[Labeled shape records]
>>>>>
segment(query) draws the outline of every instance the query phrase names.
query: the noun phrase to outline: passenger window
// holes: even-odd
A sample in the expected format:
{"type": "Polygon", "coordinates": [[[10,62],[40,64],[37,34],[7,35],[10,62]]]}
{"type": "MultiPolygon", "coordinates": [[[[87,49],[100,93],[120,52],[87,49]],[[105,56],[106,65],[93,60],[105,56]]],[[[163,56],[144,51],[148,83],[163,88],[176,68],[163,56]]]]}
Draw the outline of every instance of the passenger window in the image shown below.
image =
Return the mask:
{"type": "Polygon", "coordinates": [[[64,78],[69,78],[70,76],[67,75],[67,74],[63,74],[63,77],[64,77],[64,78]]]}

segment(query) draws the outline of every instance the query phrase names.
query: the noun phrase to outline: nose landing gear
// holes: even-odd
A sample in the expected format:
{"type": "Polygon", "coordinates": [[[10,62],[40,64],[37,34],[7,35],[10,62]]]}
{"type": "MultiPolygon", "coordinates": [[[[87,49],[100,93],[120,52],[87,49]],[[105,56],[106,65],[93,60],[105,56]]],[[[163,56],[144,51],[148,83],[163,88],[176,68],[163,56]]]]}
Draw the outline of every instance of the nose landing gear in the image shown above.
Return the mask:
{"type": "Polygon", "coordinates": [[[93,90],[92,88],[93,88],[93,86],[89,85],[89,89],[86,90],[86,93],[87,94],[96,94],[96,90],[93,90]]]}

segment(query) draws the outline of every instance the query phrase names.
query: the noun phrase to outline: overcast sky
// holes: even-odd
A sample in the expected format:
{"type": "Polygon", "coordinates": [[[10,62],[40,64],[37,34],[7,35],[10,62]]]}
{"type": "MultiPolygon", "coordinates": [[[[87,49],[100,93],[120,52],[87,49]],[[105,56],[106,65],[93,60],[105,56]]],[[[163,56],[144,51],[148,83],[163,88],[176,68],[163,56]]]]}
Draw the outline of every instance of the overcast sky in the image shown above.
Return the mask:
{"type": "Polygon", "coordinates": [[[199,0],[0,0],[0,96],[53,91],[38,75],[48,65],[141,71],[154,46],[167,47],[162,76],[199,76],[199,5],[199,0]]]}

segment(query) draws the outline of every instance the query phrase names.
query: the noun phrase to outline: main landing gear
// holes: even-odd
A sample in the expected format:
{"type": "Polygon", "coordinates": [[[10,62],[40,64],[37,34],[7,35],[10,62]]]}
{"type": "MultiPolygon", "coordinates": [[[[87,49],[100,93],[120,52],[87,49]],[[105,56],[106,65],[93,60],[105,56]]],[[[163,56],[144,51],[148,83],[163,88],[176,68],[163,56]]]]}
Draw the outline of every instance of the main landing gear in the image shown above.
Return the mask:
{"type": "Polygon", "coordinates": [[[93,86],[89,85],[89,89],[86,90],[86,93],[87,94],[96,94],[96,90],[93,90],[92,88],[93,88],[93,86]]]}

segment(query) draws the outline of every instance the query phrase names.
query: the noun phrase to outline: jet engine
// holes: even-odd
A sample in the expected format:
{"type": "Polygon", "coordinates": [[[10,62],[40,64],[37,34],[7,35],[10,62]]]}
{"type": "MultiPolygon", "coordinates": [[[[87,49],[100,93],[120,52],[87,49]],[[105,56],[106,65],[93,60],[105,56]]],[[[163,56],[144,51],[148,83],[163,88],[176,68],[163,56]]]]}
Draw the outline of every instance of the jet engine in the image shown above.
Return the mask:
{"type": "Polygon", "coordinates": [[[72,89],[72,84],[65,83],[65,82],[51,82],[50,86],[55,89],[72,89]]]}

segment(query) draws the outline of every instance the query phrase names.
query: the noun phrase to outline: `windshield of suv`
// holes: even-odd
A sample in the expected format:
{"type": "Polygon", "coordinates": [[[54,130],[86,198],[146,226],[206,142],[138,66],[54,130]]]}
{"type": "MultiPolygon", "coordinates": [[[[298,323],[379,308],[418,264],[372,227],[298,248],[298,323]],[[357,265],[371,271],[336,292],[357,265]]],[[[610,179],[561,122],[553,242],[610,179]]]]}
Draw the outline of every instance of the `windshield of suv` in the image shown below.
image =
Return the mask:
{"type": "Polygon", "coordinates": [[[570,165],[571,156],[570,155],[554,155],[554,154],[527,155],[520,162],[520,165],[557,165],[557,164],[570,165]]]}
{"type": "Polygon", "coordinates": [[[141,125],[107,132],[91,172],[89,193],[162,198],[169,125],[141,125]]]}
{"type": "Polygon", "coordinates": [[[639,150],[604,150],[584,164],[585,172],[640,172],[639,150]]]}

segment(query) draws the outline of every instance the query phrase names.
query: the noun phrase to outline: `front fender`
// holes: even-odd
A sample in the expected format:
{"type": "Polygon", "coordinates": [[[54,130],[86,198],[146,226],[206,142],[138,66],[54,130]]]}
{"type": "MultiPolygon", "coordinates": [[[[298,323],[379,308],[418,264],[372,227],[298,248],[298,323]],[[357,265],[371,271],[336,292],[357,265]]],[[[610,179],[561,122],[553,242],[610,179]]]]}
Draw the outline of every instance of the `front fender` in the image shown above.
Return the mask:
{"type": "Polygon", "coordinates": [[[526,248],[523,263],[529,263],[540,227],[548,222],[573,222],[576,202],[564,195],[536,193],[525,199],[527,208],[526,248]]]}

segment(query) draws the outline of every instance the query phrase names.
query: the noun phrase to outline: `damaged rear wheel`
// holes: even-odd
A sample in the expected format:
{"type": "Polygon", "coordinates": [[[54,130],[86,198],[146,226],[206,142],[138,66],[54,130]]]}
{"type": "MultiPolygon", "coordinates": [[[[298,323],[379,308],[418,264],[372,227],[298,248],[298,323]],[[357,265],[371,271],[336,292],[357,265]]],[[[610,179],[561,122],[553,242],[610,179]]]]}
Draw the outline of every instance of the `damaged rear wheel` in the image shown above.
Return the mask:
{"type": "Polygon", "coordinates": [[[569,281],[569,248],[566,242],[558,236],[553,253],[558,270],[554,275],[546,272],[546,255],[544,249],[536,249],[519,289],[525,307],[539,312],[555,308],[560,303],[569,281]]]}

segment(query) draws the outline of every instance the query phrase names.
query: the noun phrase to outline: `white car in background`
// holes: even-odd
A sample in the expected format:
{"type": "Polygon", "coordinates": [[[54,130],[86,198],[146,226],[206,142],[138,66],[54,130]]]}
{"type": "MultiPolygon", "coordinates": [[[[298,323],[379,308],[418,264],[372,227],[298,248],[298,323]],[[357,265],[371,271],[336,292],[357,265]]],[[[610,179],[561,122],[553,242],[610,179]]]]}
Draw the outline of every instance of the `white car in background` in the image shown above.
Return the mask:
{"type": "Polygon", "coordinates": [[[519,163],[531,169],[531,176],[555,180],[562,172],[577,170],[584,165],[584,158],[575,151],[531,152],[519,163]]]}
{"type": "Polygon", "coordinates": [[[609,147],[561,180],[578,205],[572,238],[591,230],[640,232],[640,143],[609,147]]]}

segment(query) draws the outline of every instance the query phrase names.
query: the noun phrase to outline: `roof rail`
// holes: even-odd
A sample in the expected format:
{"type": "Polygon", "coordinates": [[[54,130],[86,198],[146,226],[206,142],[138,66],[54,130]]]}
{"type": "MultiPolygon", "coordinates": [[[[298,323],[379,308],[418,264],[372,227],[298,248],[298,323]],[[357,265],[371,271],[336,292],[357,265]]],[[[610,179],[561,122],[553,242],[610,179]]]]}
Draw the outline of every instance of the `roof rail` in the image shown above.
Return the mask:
<<<<<
Stated exercise
Copy out the whole listing exactly as written.

Solved exercise
segment(query) draws the outline of every instance the query phrase names.
query: the noun phrase to outline: passenger window
// holes: even-odd
A sample in the expected format:
{"type": "Polygon", "coordinates": [[[10,62],[40,64],[37,34],[7,35],[10,62]]]}
{"type": "MultiPolygon", "coordinates": [[[[87,49],[100,93],[120,52],[87,49]],[[105,56],[106,65],[93,60],[105,56]]],[[[163,56],[144,51],[148,83],[163,88],[176,68],[163,56]]]]}
Draw the outline of every instance of the passenger window in the image shown below.
image =
Return the mask:
{"type": "Polygon", "coordinates": [[[64,78],[69,78],[70,76],[67,75],[67,74],[63,74],[63,77],[64,77],[64,78]]]}

segment(query) draws the outline of every instance the query phrase names.
query: the noun phrase to outline: nose landing gear
// holes: even-odd
A sample in the expected format:
{"type": "Polygon", "coordinates": [[[10,62],[40,64],[37,34],[7,35],[10,62]]]}
{"type": "MultiPolygon", "coordinates": [[[[87,49],[100,93],[120,52],[87,49]],[[105,56],[106,65],[93,60],[105,56]]],[[[163,56],[144,51],[148,83],[163,88],[176,68],[163,56]]]]}
Draw the outline of every instance of the nose landing gear in the image shown above.
Return the mask:
{"type": "Polygon", "coordinates": [[[93,90],[92,88],[93,88],[93,86],[89,85],[89,89],[86,90],[86,93],[87,94],[96,94],[96,90],[93,90]]]}

segment(query) draws the outline of every instance the query phrase names.
query: the noun phrase to outline: overcast sky
// holes: even-odd
A sample in the expected format:
{"type": "Polygon", "coordinates": [[[10,62],[40,64],[37,34],[7,35],[10,62]]]}
{"type": "MultiPolygon", "coordinates": [[[[87,49],[100,93],[120,52],[87,49]],[[105,56],[106,65],[93,60],[105,56]]],[[[163,56],[144,51],[148,83],[163,88],[176,68],[163,56]]]]}
Draw the outline of every instance of the overcast sky in the image shown above.
Return the mask:
{"type": "Polygon", "coordinates": [[[199,0],[0,0],[0,96],[53,91],[38,75],[48,65],[141,71],[154,46],[167,47],[162,76],[199,76],[199,5],[199,0]]]}

segment(query) draws the outline of every instance the query phrase names.
query: the noun phrase to outline: main landing gear
// holes: even-odd
A sample in the expected format:
{"type": "Polygon", "coordinates": [[[10,62],[40,64],[37,34],[7,35],[10,62]]]}
{"type": "MultiPolygon", "coordinates": [[[[87,49],[100,93],[120,52],[87,49]],[[105,56],[106,65],[93,60],[105,56]]],[[[163,56],[144,51],[148,83],[163,88],[176,68],[163,56]]]]}
Draw the outline of every instance of the main landing gear in the image shown above.
Return the mask:
{"type": "Polygon", "coordinates": [[[93,86],[89,85],[89,89],[86,90],[86,93],[87,94],[96,94],[96,90],[93,90],[92,88],[93,88],[93,86]]]}

segment(query) draws the outline of every instance the query phrase names.
query: the noun phrase to outline: jet engine
// holes: even-odd
A sample in the expected format:
{"type": "Polygon", "coordinates": [[[10,62],[40,64],[37,34],[7,35],[10,62]]]}
{"type": "MultiPolygon", "coordinates": [[[[87,49],[100,93],[120,52],[87,49]],[[105,56],[106,65],[93,60],[105,56]]],[[[163,56],[144,51],[148,83],[163,88],[176,68],[163,56]]]]}
Draw the outline of every instance of the jet engine in the image shown above.
Return the mask:
{"type": "Polygon", "coordinates": [[[72,89],[72,84],[65,83],[65,82],[51,82],[50,86],[55,89],[72,89]]]}

segment(query) draws the outline of every instance the query phrase names.
query: the noun phrase to outline: `windshield of suv`
// holes: even-odd
A sample in the expected format:
{"type": "Polygon", "coordinates": [[[54,130],[86,198],[146,226],[206,142],[138,66],[54,130]]]}
{"type": "MultiPolygon", "coordinates": [[[[298,323],[379,308],[418,264],[372,227],[298,248],[298,323]],[[357,265],[371,271],[336,292],[357,265]]],[[[610,179],[561,122],[553,242],[610,179]]]]}
Draw the outline of every instance of the `windshield of suv` in the image shown below.
image =
Return the mask:
{"type": "Polygon", "coordinates": [[[570,165],[571,156],[570,155],[554,155],[554,154],[527,155],[520,162],[520,165],[557,165],[557,164],[570,165]]]}
{"type": "Polygon", "coordinates": [[[141,125],[107,132],[91,172],[89,193],[162,198],[169,125],[141,125]]]}
{"type": "Polygon", "coordinates": [[[639,150],[604,150],[584,164],[585,172],[640,172],[639,150]]]}

segment(query) draws the outline of every instance the query phrase names.
query: the noun phrase to outline: `front fender`
// holes: even-odd
A sample in the expected format:
{"type": "Polygon", "coordinates": [[[54,130],[86,198],[146,226],[206,142],[138,66],[54,130]]]}
{"type": "MultiPolygon", "coordinates": [[[[298,323],[379,308],[418,264],[372,227],[298,248],[298,323]],[[357,265],[371,271],[336,292],[357,265]]],[[[610,179],[561,122],[553,242],[610,179]]]]}
Draw the outline of every instance of the `front fender` in the image shown above.
Return the mask:
{"type": "Polygon", "coordinates": [[[526,248],[523,263],[529,263],[540,227],[548,222],[573,222],[576,202],[564,195],[536,193],[525,199],[527,208],[526,248]]]}

segment(query) draws the outline of every instance the query phrase names.
query: the noun phrase to outline: `damaged rear wheel`
// holes: even-odd
A sample in the expected format:
{"type": "Polygon", "coordinates": [[[54,130],[86,198],[146,226],[206,142],[138,66],[54,130]]]}
{"type": "MultiPolygon", "coordinates": [[[[298,323],[379,308],[418,264],[372,227],[298,248],[298,323]],[[357,265],[371,271],[336,292],[357,265]]],[[[610,179],[561,122],[553,242],[610,179]]]]}
Draw the outline of every instance of the `damaged rear wheel` in the image shown above.
Return the mask:
{"type": "Polygon", "coordinates": [[[569,281],[569,248],[566,242],[558,236],[553,253],[558,270],[554,275],[546,272],[546,255],[544,249],[536,249],[519,289],[525,307],[539,312],[555,308],[560,303],[569,281]]]}

segment(query) draws the outline of every instance the query phrase names.
query: the noun phrase to outline: `white car in background`
// holes: even-odd
A sample in the expected format:
{"type": "Polygon", "coordinates": [[[54,130],[86,198],[146,226],[206,142],[138,66],[54,130]]]}
{"type": "MultiPolygon", "coordinates": [[[[298,323],[379,308],[418,264],[372,227],[298,248],[298,323]],[[357,265],[371,271],[336,292],[357,265]]],[[[610,179],[561,122],[553,242],[610,179]]]]}
Draw the outline of every instance of the `white car in background` in the image shown above.
Return the mask:
{"type": "Polygon", "coordinates": [[[519,163],[531,169],[531,176],[555,180],[562,172],[577,170],[584,165],[584,158],[575,151],[531,152],[519,163]]]}
{"type": "Polygon", "coordinates": [[[609,147],[561,180],[578,205],[572,238],[591,230],[640,232],[640,143],[609,147]]]}

segment(query) draws the outline of every instance the query phrase names.
query: the noun phrase to outline: `roof rail`
// holes: even-odd
A sample in the expected format:
{"type": "Polygon", "coordinates": [[[54,130],[86,198],[146,226],[206,142],[138,66],[54,130]]]}
{"type": "MultiPolygon", "coordinates": [[[[298,323],[379,308],[418,264],[372,227],[298,248],[298,323]],[[357,265],[371,271],[336,292],[357,265]]],[[[610,179],[561,122],[553,242],[610,179]]]]}
Draw the outline of every instance of the `roof rail` in the image shown above.
Return the mask:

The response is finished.